Source text:
++++++++

One of the largest El Niño events of the past 50 years has partially melted 300,000 square miles of land-bound ice in West Antarctica.

It's not just the Antarctic sea ice that's melting in swathes. The ice that covers the land of western Antarctica is also suffering in the heat. In January last year – the height of the Antarctic summer – an incredibly strong El Niño event pushed warm water over West Antarctica to melt the ice. The finding is published in a study in the journal Nature Communications.

"What probably happened is that the surface snowpack was able to contain the meltwater, acting as a buffer and preventing the formation of melt ponds and streams that can be common on some Antarctic ice shelves," said Julien Nicolas, lead author of the paper, is a research associate at the Byrd Polar and Climate Research Center at The Ohio State University.

"But we cannot rule out the presence of standing water in many locations."

++++++++

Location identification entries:

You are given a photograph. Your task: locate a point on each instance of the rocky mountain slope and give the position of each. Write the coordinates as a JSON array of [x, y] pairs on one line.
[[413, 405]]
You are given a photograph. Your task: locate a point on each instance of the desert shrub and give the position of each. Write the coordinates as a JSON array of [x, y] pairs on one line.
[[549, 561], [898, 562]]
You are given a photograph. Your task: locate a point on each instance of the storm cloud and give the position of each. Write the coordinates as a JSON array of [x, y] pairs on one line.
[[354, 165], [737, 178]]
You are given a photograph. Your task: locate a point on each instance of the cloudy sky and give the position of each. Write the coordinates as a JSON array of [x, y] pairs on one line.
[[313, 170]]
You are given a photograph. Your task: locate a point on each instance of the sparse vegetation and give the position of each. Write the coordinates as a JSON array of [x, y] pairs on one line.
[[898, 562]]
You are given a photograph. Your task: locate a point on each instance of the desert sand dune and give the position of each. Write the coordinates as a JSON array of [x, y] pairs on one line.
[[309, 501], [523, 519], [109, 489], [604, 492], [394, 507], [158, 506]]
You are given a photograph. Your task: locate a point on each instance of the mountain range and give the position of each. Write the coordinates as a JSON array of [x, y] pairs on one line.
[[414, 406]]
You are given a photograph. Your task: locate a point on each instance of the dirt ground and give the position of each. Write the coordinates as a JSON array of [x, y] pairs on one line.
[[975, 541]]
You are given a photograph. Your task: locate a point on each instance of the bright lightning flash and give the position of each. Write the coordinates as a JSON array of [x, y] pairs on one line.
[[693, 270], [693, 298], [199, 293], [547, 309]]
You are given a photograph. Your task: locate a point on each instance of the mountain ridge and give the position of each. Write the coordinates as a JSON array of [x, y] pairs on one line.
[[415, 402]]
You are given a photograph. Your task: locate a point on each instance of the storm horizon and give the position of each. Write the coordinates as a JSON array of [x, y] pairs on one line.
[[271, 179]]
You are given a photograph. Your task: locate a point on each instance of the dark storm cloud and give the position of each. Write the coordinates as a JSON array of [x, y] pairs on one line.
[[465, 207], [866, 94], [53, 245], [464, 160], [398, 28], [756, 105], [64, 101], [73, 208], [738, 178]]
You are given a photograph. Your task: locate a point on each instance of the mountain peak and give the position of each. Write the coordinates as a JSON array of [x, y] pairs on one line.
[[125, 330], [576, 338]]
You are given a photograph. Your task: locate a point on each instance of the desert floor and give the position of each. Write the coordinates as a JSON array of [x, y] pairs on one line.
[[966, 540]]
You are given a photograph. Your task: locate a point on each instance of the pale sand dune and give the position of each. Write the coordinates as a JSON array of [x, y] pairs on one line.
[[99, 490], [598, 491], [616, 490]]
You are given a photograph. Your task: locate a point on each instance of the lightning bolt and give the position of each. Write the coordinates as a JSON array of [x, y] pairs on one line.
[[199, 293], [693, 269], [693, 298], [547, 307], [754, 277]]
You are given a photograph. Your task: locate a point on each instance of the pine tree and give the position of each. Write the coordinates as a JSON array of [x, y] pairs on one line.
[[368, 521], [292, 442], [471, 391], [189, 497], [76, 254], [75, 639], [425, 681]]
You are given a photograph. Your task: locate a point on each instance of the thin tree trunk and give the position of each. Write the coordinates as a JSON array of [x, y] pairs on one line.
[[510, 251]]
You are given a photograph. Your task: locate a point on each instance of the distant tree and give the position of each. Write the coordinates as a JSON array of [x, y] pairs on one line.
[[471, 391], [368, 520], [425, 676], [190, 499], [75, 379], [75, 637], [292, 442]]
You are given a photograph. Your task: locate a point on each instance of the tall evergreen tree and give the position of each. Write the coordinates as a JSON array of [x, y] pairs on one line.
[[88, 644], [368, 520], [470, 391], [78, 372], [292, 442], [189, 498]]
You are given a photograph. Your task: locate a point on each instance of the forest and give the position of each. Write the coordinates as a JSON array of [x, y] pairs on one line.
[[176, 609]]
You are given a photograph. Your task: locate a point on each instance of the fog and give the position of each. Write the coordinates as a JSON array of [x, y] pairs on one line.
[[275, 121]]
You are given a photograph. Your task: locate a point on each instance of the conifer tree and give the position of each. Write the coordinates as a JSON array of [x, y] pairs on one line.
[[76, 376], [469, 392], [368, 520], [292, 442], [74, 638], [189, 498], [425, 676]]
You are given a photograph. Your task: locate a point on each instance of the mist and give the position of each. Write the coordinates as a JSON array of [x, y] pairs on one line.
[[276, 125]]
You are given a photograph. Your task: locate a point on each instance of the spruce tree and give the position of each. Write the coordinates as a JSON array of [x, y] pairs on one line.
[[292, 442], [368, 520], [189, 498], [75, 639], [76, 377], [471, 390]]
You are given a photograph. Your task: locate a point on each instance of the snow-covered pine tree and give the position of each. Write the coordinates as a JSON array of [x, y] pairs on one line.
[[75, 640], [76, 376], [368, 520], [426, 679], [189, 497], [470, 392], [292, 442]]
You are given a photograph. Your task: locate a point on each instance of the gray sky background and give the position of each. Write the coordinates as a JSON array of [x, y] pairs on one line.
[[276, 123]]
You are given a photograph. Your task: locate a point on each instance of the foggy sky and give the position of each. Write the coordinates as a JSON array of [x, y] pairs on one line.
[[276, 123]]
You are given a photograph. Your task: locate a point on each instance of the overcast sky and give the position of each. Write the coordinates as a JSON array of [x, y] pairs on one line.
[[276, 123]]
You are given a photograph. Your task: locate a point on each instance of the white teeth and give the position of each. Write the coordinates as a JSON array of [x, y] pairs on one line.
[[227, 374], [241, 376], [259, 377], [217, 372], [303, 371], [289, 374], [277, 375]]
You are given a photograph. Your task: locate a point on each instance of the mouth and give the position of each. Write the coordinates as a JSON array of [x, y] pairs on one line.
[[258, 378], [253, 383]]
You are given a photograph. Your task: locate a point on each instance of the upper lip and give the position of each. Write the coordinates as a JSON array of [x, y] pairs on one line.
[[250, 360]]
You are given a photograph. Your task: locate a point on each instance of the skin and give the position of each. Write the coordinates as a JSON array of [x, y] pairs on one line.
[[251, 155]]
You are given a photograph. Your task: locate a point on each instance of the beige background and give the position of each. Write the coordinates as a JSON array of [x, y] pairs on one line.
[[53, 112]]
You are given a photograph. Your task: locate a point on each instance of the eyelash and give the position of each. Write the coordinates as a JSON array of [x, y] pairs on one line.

++++++++

Written instruction 1: Translate into French the following sentence from the passage on Antarctic ice melt: "The ice that covers the land of western Antarctica is also suffering in the heat."
Written instruction 2: Extend the passage on Antarctic ice melt with further prose that begins immediately after its final sentence.

Result 1: La glace qui recouvre les terres de l'ouest de l'Antarctique souffre elle aussi de la chaleur.

Result 2:
El Niño is a phenomenon that typically happens every few years. It's characterised by warm waters moving to the east of the Pacific Ocean close to the equator. It also sends warm air towards West Antarctica. Ordinarily, westerly winds around the continent act as a barrier to this incoming air, but in 2016 El Niño overwhelmed them.

"In West Antarctica, we have a tug-of-war going on between the influence of El Niños and the westerly winds, and it looks like the El Niños are winning," said David Bromwich of Ohio State University, who was also a study author.

"It's a pattern that is emerging. And because we expect stronger, more frequent El Niños in the future with a warming climate, we can expect more major surface melt events in West Antarctica."

The El Niño event of that Antarctic summer was one of the most powerful since 1950. Strong El Niño events are expected to happen more often due to climate change. Elsewhere, more frequent El Niño events are damaging land in Peru and causing floods in Paraguay, Argentina, Uruguay and Brazil.

West Antarctica is particularly vulnerable to such events. Much of the West Antarctic Ice Sheet sits on land that is below sea level. The floating ice shelves around the continent protect it from the sea. But as these ice sheets melt, the land-bound ice also becomes more vulnerable to warming water. If the ice sheet melted entirely, global sea levels would rise by about 3 metres.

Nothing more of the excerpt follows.